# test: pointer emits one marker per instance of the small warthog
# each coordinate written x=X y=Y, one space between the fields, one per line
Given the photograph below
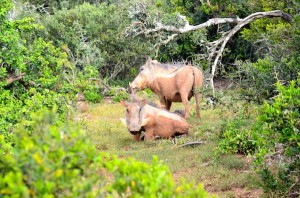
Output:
x=154 y=121
x=171 y=83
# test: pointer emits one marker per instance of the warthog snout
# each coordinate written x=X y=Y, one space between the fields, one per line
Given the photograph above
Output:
x=134 y=128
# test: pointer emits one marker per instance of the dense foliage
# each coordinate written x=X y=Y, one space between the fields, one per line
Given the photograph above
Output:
x=52 y=161
x=273 y=139
x=51 y=50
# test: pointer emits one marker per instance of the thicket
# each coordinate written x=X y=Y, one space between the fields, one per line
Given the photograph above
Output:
x=59 y=161
x=51 y=50
x=273 y=139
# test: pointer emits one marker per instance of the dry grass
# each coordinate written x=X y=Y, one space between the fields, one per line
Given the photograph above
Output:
x=226 y=176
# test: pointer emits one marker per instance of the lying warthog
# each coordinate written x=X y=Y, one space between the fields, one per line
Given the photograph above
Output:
x=171 y=83
x=141 y=116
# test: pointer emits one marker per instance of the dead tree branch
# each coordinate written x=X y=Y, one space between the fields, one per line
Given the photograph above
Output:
x=215 y=48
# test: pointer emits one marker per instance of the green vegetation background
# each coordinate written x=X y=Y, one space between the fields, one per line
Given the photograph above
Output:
x=65 y=47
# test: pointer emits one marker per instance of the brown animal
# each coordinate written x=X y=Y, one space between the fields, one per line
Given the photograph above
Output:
x=141 y=116
x=171 y=83
x=81 y=104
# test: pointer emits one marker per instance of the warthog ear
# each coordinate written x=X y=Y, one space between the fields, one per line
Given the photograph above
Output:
x=123 y=103
x=143 y=102
x=123 y=121
x=145 y=121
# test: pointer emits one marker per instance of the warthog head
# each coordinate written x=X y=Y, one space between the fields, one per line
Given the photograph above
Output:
x=133 y=117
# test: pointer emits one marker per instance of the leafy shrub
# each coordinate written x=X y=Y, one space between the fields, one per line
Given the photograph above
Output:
x=93 y=95
x=236 y=138
x=52 y=161
x=278 y=156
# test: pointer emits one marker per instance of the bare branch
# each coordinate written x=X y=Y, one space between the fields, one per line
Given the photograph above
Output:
x=215 y=48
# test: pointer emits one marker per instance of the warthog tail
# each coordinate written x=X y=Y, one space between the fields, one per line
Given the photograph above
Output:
x=198 y=80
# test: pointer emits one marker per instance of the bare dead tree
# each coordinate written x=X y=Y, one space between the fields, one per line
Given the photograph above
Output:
x=215 y=48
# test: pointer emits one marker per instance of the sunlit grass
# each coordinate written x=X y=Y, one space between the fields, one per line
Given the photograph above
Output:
x=221 y=175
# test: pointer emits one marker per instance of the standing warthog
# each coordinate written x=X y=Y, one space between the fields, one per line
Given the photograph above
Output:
x=141 y=116
x=171 y=83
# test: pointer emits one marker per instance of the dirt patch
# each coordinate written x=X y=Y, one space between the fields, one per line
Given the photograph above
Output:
x=179 y=174
x=243 y=193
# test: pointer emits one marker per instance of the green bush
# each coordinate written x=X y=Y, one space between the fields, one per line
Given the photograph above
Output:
x=49 y=161
x=59 y=161
x=278 y=157
x=118 y=93
x=236 y=138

Directions => Word for word, return the material, omitting the pictures.

Result =>
# test: pointer emits one marker per instance of the small warthog
# each coordinate written x=X y=Y, one space between the fields, one per line
Given the photograph below
Output:
x=154 y=121
x=171 y=83
# test: pointer emits one marker per instance of the warthog snout
# each coordinate written x=X y=Y, one space between the fields, one per line
Given the photograph above
Output:
x=134 y=128
# test: pointer emits one marker per instance of the dense foliage
# each coordinate written x=X y=Y, one space between the fields, one per line
Given the photograph above
Output:
x=52 y=161
x=273 y=139
x=51 y=50
# test: pointer emits one marker per instance of the thicket
# each coordinate written x=X y=Y, one space between the fields, one per line
Given the photograph above
Output:
x=59 y=161
x=51 y=50
x=273 y=139
# test: pointer emits one marker per instance of the dry grass
# each coordinate written x=X y=Y, one space between the fields, one per line
Given the photograph above
Output:
x=226 y=176
# test: pointer emits one marker per instance of the lying warthog
# each coordinate written x=X y=Y, one space between the fields, one per line
Given the photograph above
Output:
x=171 y=83
x=141 y=116
# test: pointer emits one marker per instance of the dead tree branch
# each coordinate written x=X y=Y, one space between the fields, one per line
Given the photograph above
Output:
x=215 y=48
# test: pointer emits one marker per instance of the green vegetation background
# each coordinate written x=X y=Y, one space between the fields, one per line
Given the photograph above
Output:
x=65 y=47
# test: pointer emits one marker per instance of the brown animal
# each coordinate written x=X y=Y, one space between the fields, one per line
Given the photograph above
Output:
x=141 y=116
x=171 y=83
x=81 y=104
# test: pointer emits one marker per instance of the warthog ear
# each coordinate written x=X y=Y, one space between the fields, one per line
Given the photograph above
Output:
x=123 y=103
x=143 y=102
x=123 y=121
x=145 y=121
# test: pointer emits one marker per instance of the warthog head
# each coordinate written x=X y=Y, one space between the fields, one per line
Given the photograph above
Output:
x=133 y=117
# test: pointer emits one marker per instance of the leafy shrub
# each coordinate written x=X y=Y, one space between the fields, one per line
Given the photograph above
Output:
x=93 y=95
x=236 y=138
x=52 y=161
x=278 y=156
# test: pointer emits one marker per instance of the bare branch
# each coordinate written x=X y=Y, one space between the fields, one per line
Given the photograph above
Output:
x=215 y=48
# test: pointer emits one marker per instance of the warthog tail
# each coordinate written x=X y=Y, one space between the fields, one per line
Given the photograph above
Output:
x=198 y=80
# test: pointer emits one marker per instance of the bare dead tree
# each coordinate written x=X y=Y, one space between the fields, one per line
Given the photograph above
Output:
x=215 y=48
# test: pointer emits one marker per instance of the sunlit grass
# each coordinate written x=X y=Y, one space between the fields, one per line
Given the photograph above
Output:
x=221 y=175
# test: pointer emits one marker per instance of the standing warthog
# each coordinate written x=X y=Y, one space between the fields, one per line
Given the photograph above
Output:
x=141 y=116
x=171 y=83
# test: pointer emits one marker per instance of the dirt patch
# each coordinate written x=X y=Y, one space between the fields, one per line
Given the photograph above
Output:
x=179 y=174
x=243 y=193
# test: pointer emits one marker per instance of the green bush
# each coordinate written x=X y=Y, one space between the fields, one per line
Given the photograph above
Output:
x=49 y=161
x=59 y=161
x=278 y=157
x=118 y=93
x=236 y=138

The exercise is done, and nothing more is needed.